WRITTEN TASK A -
Copy everything in the records from the line that contains "The endpoint marks every instance of the player's bare" down to the line that contains "x=955, y=487", both lines included.

EXTRACT -
_ _ _ _ _ _ _

That's what I thought.  My dictionary tells me that Germanic "Good" is actually related to "gather" and "together," from the root "ghedh--to unite, join, fit."  "God" is related to "giddy," from the root "gheu--to call, invoke." 



			
				lugubert said:
			
		

> I suppose you are not a chess fan.


THat's right. "Checkmate" means "the king is dead."  So, half of it is from an Indo-European root. 

Anyway, as to "right" and "regal," the "r- king" form actually did survive in Proto-Germanic (German: "reich"; Old English: "rice--realm"). But the basic meaning of the root "reg" related to "right" more than to "king."  Does the Farsi word for "right" also not carry this root?



			
				lugubert said:
			
		

> I find nothing in modern Persian looking like it had developed from the Old Persian magush 'member of a priestly caste', but then again I don't know how ancient -g- or -sh- are supposed to behave.


It's a shame, considering the illustrious history of "Magi."  It's the root of our word "magic."  But actually, I have to correct my previous statement: "Magush" is related to "might," "may," "machine," and "main," but not to "magnus."


----------



## Swettenham

Tisia said:


> There are more. Especially in Kurdish language I see a lot of similarities.


Thanks, Tisia  Are there even more similarities in Kurdish?  Maybe I should start another thread!

_ _ _ _ _ _ _

RAW RECORDS -
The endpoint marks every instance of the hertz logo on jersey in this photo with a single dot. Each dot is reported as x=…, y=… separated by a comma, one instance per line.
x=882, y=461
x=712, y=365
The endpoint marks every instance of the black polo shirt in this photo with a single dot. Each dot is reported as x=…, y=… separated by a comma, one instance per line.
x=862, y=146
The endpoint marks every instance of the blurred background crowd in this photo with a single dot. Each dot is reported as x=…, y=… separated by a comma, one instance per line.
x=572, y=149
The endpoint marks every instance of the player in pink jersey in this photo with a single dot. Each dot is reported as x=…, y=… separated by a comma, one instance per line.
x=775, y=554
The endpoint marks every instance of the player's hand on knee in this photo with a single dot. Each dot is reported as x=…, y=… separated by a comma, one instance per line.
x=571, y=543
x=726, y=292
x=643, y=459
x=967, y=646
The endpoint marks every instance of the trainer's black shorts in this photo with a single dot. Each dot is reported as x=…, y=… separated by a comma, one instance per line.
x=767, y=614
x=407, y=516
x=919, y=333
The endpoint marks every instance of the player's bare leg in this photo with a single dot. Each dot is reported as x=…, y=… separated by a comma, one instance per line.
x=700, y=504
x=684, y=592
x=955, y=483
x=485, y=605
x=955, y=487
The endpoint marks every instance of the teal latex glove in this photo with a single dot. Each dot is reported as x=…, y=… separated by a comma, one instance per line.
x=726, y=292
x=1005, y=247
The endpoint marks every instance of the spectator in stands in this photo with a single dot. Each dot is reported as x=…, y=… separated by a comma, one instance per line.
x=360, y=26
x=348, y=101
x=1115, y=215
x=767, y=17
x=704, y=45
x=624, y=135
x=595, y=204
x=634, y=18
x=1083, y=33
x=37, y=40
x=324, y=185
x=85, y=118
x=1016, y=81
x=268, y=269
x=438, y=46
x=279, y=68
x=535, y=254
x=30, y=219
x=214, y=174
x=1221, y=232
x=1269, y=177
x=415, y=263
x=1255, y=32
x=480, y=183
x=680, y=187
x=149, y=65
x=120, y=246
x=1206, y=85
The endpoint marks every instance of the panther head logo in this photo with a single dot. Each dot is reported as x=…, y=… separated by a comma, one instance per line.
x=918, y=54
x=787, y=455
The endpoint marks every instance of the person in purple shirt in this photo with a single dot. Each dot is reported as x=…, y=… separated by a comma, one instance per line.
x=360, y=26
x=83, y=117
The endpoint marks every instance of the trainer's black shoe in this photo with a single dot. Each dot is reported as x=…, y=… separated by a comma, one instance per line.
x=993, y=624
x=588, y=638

_ _ _ _ _ _ _

WRITTEN TASK B -
Pick up the forum thread on word origins after its last post and keep it going.

OUTPUT A -
The endpoint marks every instance of the player's bare leg in this photo with a single dot. Each dot is reported as x=…, y=… separated by a comma, one instance per line.
x=700, y=504
x=684, y=592
x=955, y=483
x=485, y=605
x=955, y=487

OUTPUT B -
----------



## übermönch

Swettenham said:


> Thanks, Tisia  Are there even more similarities in Kurdish?  Maybe I should start another thread!


As to Kurdish, I remember quite some words similar to Russian ones, while looking through a dictionary. Slavic languages are supposed to be closer to Iranian and Arian ones being from the Satem branch.


----------



## Lugubert

Swettenham said:


> THat's right. "Checkmate" means "the king is dead." So, half of it is from an Indo-European root.


"Mate" is also from an IE root. With a negation in front, a-mrt, we get immortal etc. Persian marg, North Kurdish (Kurmanci) mirin  'death' are perhaps also from *mrt-. K(urmanci) Ma/pa/bro/sis aren't very transparent, but mak/bav/bira/xwîşk don't seem to be terribly far away from most other IE kinship terms.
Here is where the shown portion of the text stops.